[Saved data entries]
***

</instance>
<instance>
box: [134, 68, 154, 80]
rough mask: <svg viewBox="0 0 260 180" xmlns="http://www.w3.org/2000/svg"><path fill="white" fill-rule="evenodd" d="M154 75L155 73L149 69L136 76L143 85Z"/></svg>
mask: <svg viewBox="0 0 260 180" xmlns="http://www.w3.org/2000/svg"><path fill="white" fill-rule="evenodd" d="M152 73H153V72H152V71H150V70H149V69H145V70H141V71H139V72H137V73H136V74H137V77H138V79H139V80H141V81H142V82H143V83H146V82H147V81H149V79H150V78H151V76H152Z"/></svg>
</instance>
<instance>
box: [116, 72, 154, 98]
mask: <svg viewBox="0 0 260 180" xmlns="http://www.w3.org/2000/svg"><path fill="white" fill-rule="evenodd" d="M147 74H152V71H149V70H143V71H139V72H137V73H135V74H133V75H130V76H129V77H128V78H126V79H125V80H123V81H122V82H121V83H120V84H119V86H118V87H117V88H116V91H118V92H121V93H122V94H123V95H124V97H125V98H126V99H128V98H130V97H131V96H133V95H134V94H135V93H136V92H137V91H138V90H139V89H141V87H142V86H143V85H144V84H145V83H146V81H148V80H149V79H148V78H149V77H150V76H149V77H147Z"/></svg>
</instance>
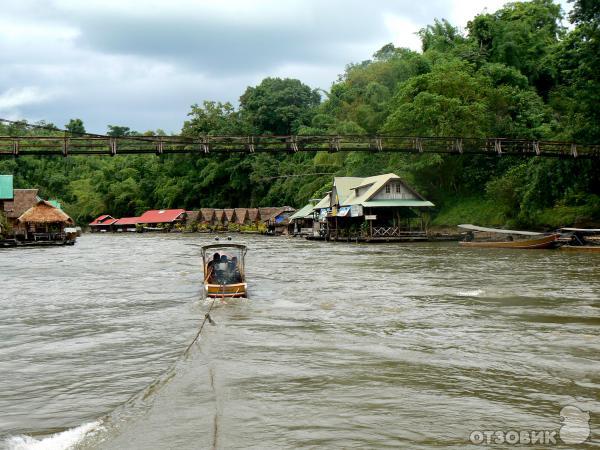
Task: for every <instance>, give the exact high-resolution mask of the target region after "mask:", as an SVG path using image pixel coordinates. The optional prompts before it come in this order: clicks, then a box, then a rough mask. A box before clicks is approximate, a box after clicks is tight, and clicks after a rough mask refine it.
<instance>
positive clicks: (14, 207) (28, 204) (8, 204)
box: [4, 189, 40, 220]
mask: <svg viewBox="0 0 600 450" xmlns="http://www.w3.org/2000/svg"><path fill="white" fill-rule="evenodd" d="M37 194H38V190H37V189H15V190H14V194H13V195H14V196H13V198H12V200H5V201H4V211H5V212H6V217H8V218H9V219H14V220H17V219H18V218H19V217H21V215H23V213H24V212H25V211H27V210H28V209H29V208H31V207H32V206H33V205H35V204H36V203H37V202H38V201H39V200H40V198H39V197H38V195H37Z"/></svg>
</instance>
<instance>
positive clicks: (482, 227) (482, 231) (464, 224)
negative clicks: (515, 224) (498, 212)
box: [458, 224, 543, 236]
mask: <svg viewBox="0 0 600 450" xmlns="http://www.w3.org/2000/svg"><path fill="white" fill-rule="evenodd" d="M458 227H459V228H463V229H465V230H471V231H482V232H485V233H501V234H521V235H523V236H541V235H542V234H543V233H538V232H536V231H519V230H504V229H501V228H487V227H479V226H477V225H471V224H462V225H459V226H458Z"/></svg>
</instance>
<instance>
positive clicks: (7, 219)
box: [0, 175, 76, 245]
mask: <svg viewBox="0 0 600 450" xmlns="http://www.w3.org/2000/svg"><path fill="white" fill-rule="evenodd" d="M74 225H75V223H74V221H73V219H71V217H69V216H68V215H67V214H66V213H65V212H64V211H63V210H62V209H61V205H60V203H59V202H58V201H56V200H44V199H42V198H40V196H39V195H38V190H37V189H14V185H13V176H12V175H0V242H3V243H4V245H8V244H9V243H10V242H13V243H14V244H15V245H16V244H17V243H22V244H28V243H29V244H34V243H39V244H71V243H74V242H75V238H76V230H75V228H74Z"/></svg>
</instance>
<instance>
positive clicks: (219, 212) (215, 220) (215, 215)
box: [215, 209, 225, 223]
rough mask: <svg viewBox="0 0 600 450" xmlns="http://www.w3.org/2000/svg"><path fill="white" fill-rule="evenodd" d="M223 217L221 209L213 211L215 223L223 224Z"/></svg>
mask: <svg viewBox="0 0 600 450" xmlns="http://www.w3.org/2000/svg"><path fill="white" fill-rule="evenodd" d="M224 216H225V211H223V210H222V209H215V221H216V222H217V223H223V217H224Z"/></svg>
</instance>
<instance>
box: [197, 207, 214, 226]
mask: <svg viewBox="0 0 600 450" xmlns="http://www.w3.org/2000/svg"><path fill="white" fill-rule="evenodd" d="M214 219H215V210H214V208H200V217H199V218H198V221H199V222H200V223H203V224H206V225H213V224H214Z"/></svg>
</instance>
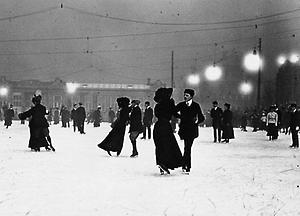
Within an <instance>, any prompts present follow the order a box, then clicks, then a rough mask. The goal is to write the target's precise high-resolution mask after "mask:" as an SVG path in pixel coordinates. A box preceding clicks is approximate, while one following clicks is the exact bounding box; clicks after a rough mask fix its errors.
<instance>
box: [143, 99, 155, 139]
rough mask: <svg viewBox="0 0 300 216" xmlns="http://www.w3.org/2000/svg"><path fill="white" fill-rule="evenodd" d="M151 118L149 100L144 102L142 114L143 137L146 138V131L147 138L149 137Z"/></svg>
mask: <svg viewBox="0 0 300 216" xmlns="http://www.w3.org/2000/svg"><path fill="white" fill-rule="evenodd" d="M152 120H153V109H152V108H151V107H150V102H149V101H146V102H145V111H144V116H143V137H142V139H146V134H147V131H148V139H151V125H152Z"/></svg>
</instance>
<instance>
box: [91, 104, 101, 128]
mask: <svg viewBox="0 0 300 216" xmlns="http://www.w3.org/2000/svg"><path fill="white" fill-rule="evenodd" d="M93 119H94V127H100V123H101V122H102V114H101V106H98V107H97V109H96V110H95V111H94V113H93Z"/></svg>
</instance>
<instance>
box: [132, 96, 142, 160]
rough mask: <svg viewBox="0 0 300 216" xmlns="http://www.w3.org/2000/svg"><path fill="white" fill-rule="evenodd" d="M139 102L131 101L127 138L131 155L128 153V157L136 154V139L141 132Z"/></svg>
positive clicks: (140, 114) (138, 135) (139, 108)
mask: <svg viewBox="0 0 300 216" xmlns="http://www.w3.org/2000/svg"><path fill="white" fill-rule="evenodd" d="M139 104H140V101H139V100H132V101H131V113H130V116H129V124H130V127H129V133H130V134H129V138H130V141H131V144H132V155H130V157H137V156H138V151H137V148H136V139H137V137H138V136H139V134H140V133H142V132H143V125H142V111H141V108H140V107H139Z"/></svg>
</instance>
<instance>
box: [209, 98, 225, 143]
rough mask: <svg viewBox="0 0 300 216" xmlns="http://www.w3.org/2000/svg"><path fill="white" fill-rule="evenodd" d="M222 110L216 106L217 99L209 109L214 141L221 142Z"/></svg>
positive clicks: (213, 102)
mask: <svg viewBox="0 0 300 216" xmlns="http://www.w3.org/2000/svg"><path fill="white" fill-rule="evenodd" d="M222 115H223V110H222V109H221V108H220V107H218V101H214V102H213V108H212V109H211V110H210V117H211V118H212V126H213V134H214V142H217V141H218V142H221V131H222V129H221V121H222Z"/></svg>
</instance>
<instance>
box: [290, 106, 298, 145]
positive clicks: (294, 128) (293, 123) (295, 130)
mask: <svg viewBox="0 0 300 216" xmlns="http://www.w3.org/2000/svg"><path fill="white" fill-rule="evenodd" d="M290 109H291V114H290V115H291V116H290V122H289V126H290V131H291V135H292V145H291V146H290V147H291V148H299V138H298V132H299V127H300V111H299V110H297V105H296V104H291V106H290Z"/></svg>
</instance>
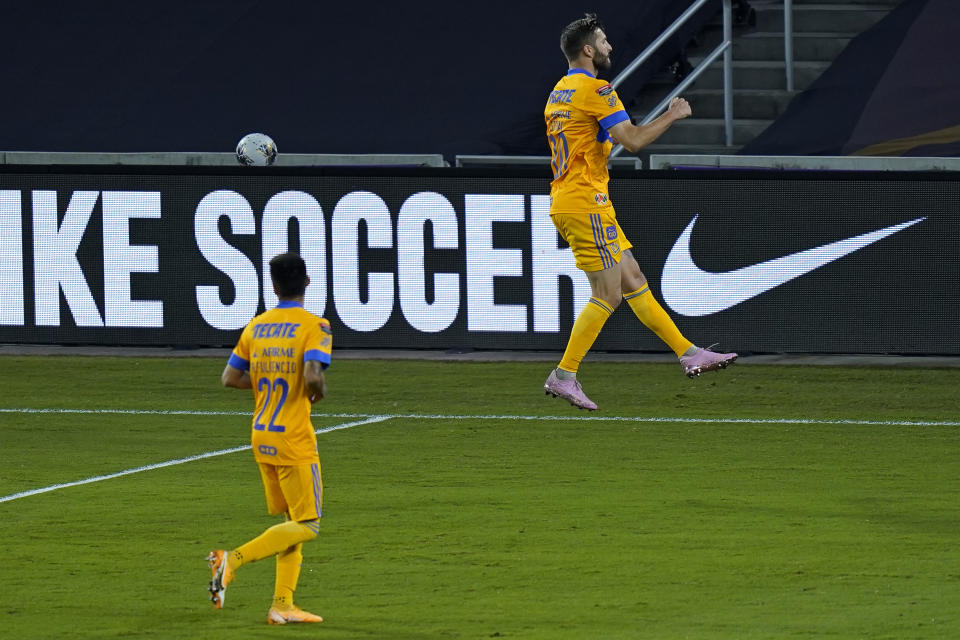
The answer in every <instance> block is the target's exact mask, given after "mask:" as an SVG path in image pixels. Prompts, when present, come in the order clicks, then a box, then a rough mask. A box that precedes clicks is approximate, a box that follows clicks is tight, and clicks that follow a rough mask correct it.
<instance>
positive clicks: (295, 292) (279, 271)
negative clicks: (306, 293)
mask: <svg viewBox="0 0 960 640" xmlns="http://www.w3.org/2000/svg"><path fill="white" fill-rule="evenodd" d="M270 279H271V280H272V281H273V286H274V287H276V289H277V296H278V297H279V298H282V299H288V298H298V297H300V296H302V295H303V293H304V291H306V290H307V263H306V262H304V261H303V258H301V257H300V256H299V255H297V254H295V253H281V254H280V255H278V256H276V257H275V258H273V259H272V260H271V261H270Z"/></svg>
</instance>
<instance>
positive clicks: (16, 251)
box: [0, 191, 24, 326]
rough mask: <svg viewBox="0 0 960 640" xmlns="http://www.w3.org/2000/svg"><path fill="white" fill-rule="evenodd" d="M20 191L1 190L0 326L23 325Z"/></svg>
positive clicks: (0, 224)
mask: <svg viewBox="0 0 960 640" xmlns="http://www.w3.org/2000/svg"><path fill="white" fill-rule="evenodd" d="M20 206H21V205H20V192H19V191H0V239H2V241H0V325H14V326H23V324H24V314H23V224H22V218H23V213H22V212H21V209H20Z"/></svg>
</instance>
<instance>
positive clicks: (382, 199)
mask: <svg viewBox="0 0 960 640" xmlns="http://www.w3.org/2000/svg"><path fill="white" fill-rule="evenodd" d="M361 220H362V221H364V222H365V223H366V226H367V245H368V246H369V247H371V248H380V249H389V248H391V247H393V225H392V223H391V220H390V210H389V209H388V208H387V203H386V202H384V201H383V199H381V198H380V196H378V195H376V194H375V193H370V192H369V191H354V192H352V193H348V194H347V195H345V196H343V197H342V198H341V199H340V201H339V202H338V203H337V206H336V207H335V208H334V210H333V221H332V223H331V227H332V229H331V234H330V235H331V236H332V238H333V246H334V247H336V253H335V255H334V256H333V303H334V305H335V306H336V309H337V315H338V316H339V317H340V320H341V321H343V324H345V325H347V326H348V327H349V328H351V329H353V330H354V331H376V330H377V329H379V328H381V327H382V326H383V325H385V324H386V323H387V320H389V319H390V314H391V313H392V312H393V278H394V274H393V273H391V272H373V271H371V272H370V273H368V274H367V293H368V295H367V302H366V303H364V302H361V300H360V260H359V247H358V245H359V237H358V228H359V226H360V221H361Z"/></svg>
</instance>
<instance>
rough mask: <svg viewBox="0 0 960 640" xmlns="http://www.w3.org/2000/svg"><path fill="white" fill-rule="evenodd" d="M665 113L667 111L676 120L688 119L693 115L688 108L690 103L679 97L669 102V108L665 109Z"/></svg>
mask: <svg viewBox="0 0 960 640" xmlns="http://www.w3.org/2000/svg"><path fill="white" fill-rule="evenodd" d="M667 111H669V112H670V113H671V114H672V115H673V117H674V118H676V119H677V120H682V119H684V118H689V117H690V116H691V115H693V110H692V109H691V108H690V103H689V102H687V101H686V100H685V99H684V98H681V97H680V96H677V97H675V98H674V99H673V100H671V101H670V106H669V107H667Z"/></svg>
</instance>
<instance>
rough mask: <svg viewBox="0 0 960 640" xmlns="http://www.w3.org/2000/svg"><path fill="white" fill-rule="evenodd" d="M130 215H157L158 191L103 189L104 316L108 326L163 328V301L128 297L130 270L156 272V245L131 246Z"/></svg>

***

• What the task requires
Find the lines above that hold "come", then copy each of them.

• Task solution
Task: for every <instance>, give the exact high-resolution mask of the target region after "mask:", as an SVG path using image pixel coordinates. The optional prompts before it come in this order: clicks, then a box, then a rough mask. A box before clicks is approximate, a box after clicks is tight, and clicks after a rough mask refine it.
The answer in every <instance> block is the target's exact mask, given after "mask:" as an SVG path in image pixels. Prompts, when present, come in the order clicks, then a box, then a rough mask. A box that precedes clicks is approximate, a box that follows clicks is tight, and clicks that follow a rough mask correct it.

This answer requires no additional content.